(Excerpt provided)

Although use of the implant can eliminate the side effects caused by other medications, the Retisert may lead to the development of cataracts or increased intraocular pressure. But, Jaffe noted, those side effects can be managed effectively.

The goals in treating severe uveitis may be different from those for treating eye diseases like glaucoma or macular degeneration, he added.

"Preventing uveitis from getting worse is clearly one of the goals for treatment, but another goal is to keep their eye comfortable," Jaffe said. "In some cases this pain can be disabling, and the loss of vision can, not infrequently, be pretty profound. The goal of the treatment is to control the inflammation. If we can control the inflammation, the patient is more comfortable, and we have a much better chance of preserving or improving their vision."

Under local anesthesia, the implant is attached inside the eye with a suture. The implant itself is made of a material similar to what is used to create intraocular lens implants, and it does not dissolve along with the drug. Once the medication dissolves, the casing remains behind, but that doesn't pose a problem, said Jaffe.

(End Excerpt provided)

* _Required action 1_: List every goal of treatment that Jaffe names in the passage on the Retisert implant.
* _Required action 2_:
Answer these questions from the passage on the Retisert implant:
(a) Which two side effects may the Retisert lead to?
(b) Under what kind of anesthesia is the implant attached?
(c) What remains inside the eye once the medication dissolves?

(Given records)

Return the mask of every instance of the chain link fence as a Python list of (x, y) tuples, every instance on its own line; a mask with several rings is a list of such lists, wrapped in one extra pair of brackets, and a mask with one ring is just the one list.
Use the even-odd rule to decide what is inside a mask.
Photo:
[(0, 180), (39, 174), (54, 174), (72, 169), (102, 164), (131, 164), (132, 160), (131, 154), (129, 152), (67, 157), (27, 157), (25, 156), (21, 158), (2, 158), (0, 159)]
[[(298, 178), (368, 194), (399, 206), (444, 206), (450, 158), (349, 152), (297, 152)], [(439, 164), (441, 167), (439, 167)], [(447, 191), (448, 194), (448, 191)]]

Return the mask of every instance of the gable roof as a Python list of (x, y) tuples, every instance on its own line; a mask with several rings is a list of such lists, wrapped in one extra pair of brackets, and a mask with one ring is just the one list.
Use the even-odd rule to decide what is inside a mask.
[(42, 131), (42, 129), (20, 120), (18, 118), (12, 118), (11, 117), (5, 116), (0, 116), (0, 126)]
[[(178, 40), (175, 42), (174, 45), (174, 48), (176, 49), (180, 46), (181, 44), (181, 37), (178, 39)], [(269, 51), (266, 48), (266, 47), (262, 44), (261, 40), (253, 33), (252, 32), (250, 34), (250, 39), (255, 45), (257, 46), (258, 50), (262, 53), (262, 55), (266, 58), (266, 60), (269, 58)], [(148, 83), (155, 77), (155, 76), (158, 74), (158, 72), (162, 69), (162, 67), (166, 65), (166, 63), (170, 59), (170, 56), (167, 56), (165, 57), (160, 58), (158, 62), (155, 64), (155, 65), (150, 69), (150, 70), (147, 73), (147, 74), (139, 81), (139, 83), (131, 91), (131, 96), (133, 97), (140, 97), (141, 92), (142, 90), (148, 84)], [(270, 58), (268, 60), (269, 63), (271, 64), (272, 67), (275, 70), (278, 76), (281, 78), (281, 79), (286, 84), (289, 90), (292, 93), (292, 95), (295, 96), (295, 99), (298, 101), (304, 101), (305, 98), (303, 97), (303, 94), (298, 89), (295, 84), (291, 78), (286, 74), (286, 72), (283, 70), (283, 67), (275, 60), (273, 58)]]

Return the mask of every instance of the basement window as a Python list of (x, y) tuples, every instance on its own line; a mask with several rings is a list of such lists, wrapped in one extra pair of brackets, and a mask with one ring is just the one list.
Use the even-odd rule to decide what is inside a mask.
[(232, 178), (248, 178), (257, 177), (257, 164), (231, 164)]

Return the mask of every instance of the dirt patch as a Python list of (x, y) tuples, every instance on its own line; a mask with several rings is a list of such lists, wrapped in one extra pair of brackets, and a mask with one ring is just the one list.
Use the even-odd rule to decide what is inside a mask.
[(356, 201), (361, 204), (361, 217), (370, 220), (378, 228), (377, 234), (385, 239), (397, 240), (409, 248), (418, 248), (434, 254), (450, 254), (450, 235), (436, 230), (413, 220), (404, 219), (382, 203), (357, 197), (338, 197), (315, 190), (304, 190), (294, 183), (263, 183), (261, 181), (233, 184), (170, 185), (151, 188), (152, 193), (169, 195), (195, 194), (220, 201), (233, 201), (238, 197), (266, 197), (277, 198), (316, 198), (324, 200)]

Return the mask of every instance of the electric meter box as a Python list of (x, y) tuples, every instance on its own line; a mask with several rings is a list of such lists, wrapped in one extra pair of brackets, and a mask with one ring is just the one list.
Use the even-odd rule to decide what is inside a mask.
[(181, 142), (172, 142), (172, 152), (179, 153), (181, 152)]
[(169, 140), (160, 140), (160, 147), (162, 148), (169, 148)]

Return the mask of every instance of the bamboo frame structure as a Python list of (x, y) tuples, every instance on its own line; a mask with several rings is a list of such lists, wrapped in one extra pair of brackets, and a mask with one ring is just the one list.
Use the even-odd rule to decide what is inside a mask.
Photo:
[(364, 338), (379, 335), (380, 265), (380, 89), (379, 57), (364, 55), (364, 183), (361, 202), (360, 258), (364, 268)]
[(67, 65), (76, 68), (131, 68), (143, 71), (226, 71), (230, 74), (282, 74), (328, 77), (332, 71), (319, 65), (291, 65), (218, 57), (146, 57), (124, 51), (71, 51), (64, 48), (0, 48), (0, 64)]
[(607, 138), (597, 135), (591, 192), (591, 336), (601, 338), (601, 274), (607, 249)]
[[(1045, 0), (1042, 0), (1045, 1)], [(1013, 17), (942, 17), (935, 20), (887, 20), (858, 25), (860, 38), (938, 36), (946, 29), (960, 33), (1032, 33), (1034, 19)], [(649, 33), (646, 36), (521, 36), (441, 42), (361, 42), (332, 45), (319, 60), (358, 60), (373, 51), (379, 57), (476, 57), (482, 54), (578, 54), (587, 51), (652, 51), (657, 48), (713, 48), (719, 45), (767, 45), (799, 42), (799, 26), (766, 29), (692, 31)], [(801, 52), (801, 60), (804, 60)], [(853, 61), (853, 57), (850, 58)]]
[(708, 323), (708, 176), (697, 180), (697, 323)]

(End Given records)

* _Output 1_:
- Preventing uveitis from getting worse
- Keeping the patient's eye comfortable
- Controlling the inflammation

* _Output 2_:
(a) The development of cataracts or increased intraocular pressure.
(b) Local anesthesia.
(c) The casing.